What to do: In the records below, find the line containing "point: cave mouth"; give it again exactly, along with every line that follows, and nothing else.

== == ==

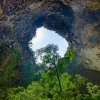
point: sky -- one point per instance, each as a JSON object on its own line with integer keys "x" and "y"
{"x": 44, "y": 37}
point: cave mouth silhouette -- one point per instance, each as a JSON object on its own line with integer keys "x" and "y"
{"x": 44, "y": 37}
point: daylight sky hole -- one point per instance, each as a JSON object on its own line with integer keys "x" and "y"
{"x": 44, "y": 37}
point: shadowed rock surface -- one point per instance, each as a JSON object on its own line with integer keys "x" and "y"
{"x": 78, "y": 21}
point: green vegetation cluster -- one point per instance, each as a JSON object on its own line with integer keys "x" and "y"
{"x": 51, "y": 81}
{"x": 48, "y": 89}
{"x": 8, "y": 60}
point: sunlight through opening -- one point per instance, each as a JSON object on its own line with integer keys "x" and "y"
{"x": 44, "y": 37}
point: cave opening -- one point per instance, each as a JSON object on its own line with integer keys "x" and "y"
{"x": 44, "y": 37}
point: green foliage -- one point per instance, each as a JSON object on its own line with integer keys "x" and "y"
{"x": 48, "y": 89}
{"x": 94, "y": 91}
{"x": 70, "y": 54}
{"x": 10, "y": 58}
{"x": 48, "y": 55}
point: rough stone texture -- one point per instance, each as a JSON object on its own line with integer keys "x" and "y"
{"x": 76, "y": 20}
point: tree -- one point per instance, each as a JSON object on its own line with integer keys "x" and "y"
{"x": 49, "y": 56}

== == ==

Solution for this exercise:
point: cave mouth silhouette -- one point per instance, each as a JSON object on its own line with integer keys "x" and "y"
{"x": 44, "y": 37}
point: daylight sky hole -- one point per instance, each as a JSON object on its own line with integer keys "x" and "y"
{"x": 44, "y": 37}
point: shadowed rock surface -- one point per instance, each as a JSON object on its own line with integer keys "x" and "y"
{"x": 78, "y": 21}
point: green vegetation cluster -- one point per instance, each as a JSON object on its own line with integer keys "x" and "y"
{"x": 51, "y": 81}
{"x": 48, "y": 89}
{"x": 8, "y": 60}
point: sunlight through opening -- one point per instance, each as a JSON object on its own line with integer keys "x" and "y"
{"x": 44, "y": 37}
point: cave opening -- one point per instance, each as a JSON object on its own line with integer keys "x" and "y"
{"x": 44, "y": 37}
point: green foliage -- one point per instance, each as a JSON object on its own line with integer keys "x" and "y"
{"x": 48, "y": 89}
{"x": 94, "y": 91}
{"x": 70, "y": 54}
{"x": 10, "y": 58}
{"x": 48, "y": 55}
point: rough stone texture -- one point per instance, each as a JSON object on its own line with integer keys "x" and "y"
{"x": 76, "y": 20}
point: tree -- one point per instance, each as a JSON object on its own line with integer keys "x" and "y"
{"x": 49, "y": 56}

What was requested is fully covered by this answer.